Records from a dataset:
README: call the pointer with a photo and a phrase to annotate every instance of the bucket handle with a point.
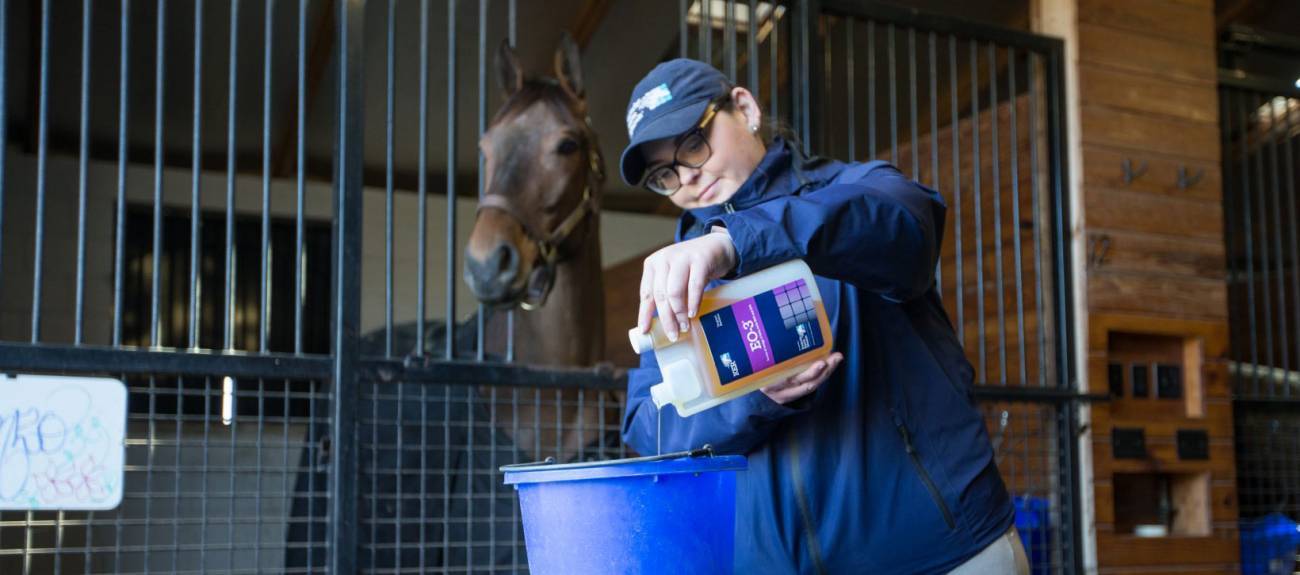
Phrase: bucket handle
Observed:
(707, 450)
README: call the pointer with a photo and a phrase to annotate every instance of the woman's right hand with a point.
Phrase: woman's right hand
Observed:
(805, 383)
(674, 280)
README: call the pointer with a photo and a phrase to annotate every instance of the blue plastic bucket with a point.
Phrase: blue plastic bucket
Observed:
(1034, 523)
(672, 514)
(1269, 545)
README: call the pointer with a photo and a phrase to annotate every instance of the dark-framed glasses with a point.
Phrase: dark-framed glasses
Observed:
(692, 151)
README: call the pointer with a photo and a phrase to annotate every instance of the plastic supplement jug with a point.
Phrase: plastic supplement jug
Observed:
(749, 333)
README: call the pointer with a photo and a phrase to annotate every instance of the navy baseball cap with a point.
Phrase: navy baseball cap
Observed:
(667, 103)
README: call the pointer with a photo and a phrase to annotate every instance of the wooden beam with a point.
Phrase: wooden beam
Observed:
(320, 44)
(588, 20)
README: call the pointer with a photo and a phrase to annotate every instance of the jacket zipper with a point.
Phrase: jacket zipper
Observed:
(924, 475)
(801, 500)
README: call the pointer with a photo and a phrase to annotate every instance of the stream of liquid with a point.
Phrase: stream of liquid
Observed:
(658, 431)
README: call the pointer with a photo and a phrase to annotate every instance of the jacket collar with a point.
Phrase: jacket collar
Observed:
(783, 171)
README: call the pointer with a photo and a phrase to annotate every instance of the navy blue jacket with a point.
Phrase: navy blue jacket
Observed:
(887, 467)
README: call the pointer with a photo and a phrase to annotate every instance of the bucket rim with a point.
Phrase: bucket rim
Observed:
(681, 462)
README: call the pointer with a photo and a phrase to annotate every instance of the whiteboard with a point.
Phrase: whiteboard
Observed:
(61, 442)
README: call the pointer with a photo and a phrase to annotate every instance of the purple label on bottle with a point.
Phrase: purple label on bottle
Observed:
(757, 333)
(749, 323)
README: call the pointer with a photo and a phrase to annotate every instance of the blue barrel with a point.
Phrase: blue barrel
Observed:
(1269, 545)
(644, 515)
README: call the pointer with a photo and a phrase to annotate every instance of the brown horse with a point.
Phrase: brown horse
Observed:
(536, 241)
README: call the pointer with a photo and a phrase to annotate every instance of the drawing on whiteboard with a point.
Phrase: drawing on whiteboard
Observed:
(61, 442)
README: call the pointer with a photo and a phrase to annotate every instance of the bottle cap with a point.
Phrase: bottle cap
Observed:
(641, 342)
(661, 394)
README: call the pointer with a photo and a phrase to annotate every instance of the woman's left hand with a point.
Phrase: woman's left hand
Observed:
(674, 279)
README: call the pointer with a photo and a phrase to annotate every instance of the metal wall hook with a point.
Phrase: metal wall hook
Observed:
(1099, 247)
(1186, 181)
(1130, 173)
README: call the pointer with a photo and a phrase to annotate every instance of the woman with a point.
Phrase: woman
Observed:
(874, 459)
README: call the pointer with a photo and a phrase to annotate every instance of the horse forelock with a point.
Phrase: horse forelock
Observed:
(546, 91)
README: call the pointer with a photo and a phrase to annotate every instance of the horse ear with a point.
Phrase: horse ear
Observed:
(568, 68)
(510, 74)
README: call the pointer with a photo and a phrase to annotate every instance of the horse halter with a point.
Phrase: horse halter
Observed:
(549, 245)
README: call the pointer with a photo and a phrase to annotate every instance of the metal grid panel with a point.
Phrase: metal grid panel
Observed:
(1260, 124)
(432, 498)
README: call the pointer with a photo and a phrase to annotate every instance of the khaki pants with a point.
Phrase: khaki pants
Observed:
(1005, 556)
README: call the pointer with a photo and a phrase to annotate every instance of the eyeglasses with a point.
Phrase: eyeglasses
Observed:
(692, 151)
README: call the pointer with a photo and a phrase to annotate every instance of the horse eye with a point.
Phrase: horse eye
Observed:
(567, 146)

WORK ORDER: Above are the records; report each line in them that includes the word "bottle".

ANSWER TO THE PROBLEM:
README: call the pointer with a photo and a phrase to annotate every instance of the purple label on bottle with a point.
Phrase: purple label on bottle
README: call the pointer with a photo and a phrase to annotate every instance of the bottle cap with a point.
Phrase: bottle cap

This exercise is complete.